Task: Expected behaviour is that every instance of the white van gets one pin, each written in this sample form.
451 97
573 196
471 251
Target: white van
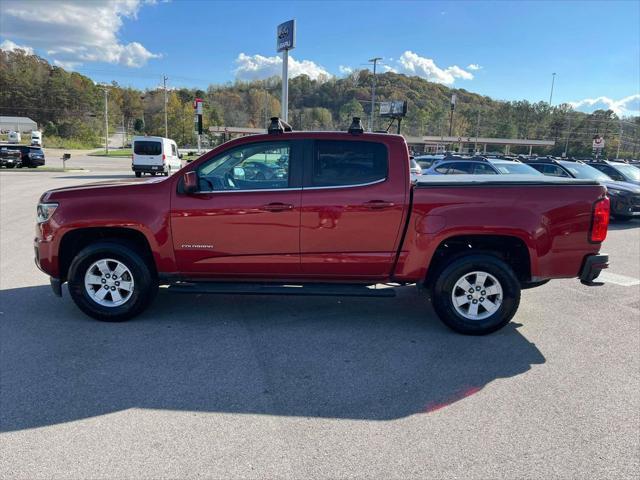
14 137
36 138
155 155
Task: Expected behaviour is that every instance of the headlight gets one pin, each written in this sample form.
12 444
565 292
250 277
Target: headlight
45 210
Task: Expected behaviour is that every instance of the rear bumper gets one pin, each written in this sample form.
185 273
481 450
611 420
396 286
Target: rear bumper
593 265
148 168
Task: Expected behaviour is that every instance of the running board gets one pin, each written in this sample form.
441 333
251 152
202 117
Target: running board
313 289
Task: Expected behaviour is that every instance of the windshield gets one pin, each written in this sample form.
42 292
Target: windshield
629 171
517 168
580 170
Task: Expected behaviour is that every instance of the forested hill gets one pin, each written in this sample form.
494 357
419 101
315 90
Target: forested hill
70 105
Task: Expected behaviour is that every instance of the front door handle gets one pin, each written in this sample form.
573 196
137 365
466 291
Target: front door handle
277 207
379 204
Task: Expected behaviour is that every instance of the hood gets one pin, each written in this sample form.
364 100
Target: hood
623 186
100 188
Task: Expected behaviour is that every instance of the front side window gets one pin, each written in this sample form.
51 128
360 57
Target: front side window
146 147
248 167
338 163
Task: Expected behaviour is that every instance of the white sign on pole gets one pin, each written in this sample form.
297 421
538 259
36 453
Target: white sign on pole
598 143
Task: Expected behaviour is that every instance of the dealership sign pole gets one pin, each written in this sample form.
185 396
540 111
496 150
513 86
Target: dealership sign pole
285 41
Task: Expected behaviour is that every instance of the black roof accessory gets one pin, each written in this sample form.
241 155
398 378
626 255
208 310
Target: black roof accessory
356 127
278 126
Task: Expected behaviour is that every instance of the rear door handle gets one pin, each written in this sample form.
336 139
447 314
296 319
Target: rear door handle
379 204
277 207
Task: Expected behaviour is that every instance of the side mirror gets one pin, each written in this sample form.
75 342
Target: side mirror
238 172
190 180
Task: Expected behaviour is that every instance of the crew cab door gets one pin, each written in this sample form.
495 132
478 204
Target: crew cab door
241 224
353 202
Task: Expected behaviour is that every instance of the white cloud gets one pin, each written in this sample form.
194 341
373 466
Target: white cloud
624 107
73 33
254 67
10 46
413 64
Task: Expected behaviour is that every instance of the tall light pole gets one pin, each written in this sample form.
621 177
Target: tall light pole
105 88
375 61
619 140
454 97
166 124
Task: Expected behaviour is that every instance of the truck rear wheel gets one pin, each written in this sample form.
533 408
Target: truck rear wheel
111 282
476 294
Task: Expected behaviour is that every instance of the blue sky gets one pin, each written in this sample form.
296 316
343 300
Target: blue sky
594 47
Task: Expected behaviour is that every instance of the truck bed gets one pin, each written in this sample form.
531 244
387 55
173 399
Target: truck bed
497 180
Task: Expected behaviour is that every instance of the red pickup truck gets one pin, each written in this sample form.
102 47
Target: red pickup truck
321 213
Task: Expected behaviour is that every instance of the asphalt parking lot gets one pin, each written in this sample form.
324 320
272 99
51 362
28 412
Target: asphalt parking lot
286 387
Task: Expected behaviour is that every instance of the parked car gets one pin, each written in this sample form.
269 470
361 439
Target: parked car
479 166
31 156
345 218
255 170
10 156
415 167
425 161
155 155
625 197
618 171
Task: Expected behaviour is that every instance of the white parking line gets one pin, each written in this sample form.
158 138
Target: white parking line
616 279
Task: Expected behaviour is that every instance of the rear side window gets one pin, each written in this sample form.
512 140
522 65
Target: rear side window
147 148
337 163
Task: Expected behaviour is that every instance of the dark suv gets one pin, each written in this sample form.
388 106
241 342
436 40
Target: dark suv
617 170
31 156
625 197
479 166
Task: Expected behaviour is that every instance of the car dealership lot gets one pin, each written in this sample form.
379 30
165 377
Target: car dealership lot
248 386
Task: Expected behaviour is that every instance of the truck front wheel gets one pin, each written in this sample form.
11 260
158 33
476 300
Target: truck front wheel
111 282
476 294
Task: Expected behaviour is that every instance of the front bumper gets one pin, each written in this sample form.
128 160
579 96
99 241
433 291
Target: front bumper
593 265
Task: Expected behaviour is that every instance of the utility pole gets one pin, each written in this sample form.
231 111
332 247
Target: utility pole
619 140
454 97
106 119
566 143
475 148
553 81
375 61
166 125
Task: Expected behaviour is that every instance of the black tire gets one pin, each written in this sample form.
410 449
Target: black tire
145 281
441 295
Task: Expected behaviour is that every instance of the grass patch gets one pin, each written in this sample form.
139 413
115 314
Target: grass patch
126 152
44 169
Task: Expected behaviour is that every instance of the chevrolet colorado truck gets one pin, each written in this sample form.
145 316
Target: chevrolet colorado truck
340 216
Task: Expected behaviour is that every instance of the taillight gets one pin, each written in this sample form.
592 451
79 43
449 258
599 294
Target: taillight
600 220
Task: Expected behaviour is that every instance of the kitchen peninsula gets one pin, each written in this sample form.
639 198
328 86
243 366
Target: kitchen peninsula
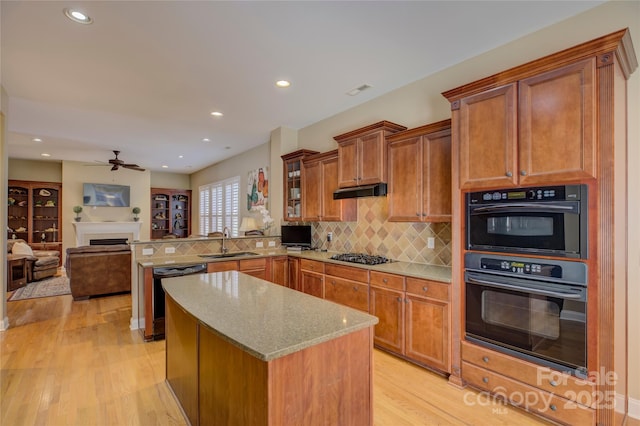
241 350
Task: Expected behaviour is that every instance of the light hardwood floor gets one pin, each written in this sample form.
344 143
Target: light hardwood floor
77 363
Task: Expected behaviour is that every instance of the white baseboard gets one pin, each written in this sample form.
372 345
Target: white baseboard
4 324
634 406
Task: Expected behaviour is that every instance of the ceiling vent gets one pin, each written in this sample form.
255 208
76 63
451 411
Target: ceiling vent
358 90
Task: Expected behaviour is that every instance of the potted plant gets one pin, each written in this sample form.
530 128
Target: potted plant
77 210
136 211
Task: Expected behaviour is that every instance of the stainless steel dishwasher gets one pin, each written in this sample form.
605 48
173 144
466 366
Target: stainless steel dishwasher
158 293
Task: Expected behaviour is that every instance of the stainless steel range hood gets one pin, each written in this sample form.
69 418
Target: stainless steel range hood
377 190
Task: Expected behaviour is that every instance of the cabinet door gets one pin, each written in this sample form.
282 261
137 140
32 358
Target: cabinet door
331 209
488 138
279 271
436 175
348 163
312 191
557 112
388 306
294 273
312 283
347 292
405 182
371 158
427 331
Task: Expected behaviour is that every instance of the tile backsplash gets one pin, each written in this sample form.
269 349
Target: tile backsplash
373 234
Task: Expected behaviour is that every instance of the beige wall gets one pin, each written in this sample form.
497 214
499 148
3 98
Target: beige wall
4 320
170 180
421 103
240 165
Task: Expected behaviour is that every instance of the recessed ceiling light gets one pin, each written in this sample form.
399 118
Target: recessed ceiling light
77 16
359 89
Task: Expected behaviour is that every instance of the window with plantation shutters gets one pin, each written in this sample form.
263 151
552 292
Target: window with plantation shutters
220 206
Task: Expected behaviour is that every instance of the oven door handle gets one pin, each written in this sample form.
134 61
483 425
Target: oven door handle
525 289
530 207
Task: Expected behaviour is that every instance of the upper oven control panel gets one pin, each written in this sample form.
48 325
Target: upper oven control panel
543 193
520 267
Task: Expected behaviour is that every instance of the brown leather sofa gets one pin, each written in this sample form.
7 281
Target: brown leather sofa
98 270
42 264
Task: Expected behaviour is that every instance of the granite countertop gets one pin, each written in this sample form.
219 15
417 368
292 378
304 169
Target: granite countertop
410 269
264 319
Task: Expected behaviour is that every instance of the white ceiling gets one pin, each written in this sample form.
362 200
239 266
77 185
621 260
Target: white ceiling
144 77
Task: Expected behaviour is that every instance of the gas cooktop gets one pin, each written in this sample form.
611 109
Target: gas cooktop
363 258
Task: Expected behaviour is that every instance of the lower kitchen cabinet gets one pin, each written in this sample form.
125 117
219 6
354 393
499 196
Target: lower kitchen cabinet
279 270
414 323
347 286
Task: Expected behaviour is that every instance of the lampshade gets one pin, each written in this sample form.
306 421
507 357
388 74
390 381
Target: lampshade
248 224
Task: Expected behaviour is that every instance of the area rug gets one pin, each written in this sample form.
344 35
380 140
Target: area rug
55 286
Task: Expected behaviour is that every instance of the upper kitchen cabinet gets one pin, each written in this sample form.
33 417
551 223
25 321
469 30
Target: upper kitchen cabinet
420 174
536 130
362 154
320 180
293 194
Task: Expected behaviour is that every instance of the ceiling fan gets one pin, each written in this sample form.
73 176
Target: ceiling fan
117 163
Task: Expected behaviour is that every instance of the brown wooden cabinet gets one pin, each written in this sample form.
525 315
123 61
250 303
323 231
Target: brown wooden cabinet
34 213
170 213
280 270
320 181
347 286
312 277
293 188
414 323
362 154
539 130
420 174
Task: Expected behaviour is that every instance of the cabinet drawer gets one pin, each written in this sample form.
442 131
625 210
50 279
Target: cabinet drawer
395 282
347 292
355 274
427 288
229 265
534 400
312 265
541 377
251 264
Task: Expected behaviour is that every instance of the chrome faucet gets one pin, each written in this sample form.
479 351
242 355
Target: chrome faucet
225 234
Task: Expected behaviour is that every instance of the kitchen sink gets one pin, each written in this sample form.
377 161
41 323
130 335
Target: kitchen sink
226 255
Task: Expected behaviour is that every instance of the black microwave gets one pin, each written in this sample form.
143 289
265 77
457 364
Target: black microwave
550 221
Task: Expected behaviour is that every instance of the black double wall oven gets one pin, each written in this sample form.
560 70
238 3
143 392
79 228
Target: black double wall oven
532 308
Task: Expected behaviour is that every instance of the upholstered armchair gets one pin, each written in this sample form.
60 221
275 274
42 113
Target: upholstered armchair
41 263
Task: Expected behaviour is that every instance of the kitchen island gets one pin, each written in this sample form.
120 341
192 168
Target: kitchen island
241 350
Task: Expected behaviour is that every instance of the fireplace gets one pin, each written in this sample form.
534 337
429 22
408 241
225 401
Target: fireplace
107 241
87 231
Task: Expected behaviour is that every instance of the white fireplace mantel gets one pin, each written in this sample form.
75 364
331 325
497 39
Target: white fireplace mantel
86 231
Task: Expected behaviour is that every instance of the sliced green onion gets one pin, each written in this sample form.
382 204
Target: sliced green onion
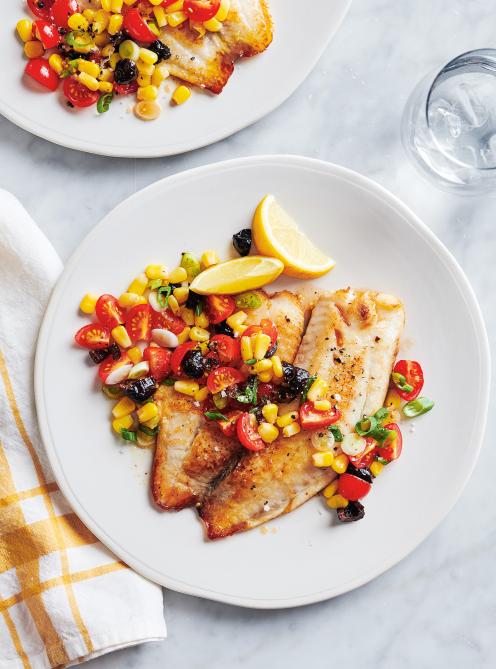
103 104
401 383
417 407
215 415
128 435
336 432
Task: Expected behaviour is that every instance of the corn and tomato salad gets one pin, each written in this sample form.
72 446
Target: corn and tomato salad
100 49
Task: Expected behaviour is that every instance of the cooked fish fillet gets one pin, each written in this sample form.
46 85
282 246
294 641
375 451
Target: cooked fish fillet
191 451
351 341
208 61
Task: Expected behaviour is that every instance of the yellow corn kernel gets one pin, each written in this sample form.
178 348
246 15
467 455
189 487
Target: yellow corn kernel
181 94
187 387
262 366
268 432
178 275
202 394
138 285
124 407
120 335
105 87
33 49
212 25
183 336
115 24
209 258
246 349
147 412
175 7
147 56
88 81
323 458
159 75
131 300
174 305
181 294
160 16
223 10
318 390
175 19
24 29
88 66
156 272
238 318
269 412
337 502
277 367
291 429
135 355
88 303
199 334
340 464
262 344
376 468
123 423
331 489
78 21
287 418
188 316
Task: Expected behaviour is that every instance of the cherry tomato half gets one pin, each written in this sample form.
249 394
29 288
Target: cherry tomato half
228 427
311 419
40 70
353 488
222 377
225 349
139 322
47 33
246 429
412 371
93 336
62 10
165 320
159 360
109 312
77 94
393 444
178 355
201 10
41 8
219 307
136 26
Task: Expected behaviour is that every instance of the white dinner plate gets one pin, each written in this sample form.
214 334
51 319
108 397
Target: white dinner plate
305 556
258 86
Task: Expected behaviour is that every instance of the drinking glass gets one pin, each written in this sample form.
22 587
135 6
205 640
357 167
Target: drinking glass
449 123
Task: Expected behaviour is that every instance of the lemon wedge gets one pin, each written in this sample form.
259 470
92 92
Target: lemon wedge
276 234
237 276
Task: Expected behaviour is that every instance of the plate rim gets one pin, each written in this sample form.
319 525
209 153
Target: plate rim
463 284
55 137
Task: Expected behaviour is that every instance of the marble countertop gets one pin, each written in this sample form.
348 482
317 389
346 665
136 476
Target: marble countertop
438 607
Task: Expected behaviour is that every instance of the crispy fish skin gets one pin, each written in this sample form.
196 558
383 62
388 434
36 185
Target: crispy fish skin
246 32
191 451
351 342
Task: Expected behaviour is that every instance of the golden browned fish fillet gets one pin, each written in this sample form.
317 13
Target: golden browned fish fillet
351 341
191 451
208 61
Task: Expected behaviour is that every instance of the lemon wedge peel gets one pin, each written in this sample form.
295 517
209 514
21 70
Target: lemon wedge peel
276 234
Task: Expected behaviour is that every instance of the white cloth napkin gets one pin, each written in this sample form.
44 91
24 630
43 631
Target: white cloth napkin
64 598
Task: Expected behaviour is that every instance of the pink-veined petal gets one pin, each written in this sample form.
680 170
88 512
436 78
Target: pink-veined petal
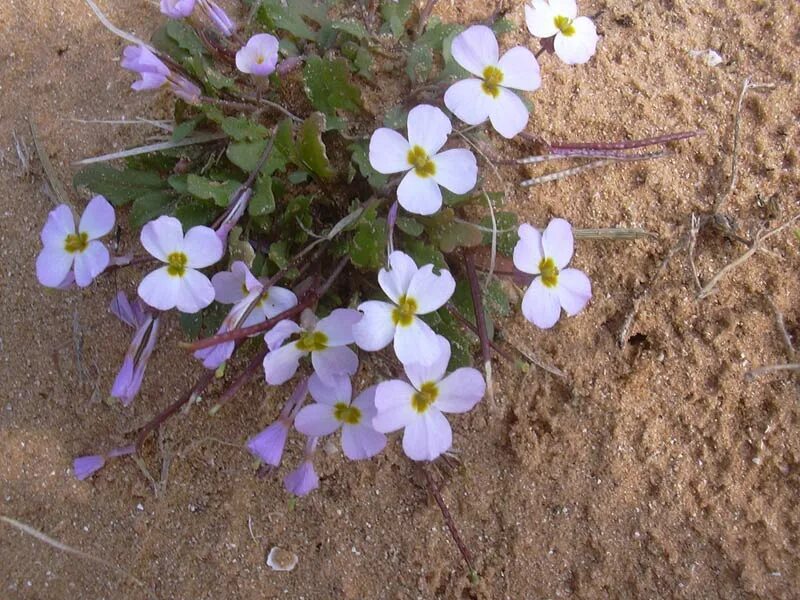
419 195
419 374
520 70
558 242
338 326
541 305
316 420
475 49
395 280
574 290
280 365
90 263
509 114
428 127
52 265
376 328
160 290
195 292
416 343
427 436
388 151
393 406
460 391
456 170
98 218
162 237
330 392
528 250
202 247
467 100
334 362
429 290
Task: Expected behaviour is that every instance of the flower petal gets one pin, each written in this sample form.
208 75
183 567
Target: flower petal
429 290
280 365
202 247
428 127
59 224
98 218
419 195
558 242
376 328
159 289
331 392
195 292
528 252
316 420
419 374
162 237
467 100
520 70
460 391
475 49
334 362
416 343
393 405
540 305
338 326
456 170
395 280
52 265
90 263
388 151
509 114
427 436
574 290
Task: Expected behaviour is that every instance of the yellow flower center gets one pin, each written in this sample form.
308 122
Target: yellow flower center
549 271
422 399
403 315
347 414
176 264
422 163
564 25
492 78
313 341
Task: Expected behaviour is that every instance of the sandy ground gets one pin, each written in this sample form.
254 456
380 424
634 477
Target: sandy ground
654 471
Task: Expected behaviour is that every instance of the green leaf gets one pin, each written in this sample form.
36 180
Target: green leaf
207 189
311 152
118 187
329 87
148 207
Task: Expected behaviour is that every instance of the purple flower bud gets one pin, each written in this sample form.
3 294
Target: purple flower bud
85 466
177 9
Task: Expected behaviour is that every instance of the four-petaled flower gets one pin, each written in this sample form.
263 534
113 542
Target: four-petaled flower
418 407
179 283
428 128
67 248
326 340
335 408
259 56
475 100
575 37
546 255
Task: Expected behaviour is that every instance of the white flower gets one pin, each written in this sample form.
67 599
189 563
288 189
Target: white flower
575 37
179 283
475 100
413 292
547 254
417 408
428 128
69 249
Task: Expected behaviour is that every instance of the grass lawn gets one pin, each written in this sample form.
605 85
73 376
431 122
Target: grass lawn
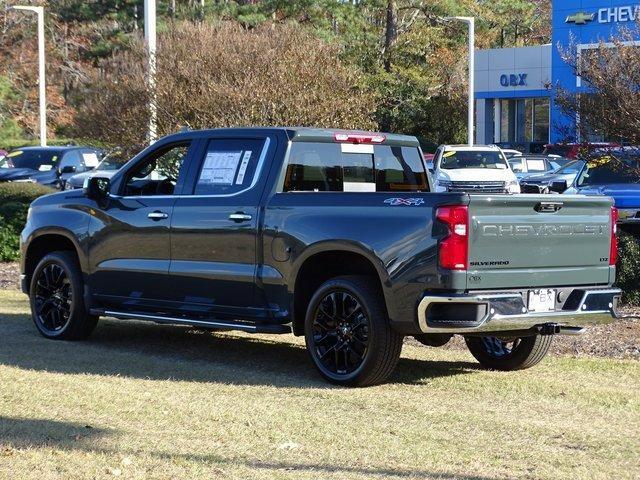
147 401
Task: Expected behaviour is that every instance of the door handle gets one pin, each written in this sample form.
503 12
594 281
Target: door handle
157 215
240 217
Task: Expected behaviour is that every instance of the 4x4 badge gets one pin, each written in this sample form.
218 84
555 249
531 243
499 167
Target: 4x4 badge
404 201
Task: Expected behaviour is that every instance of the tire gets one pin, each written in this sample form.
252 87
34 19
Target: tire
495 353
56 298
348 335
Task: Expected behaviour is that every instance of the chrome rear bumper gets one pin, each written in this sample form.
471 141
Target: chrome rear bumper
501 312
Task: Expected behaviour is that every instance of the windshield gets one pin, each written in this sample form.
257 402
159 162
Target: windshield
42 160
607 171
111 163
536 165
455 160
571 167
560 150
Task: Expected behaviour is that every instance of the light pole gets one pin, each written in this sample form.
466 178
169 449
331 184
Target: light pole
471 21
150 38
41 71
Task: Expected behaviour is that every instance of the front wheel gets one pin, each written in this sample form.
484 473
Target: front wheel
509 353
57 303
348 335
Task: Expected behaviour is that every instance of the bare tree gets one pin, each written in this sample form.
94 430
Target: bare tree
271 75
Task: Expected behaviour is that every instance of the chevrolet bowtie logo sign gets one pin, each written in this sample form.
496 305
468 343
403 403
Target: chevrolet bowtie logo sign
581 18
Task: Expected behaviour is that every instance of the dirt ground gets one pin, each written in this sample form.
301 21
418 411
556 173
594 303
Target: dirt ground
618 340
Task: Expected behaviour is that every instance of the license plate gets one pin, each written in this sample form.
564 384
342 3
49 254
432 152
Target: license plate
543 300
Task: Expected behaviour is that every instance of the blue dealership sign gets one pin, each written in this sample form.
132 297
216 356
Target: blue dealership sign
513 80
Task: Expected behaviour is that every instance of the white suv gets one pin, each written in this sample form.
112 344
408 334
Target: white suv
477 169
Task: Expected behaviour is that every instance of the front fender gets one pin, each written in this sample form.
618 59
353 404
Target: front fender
----
Where does the word "fender" appear in the records? Copy every line that holds it.

Task: Expected behaviour is that every instance of the front fender gets one pin, each written in this sample form.
Target: front fender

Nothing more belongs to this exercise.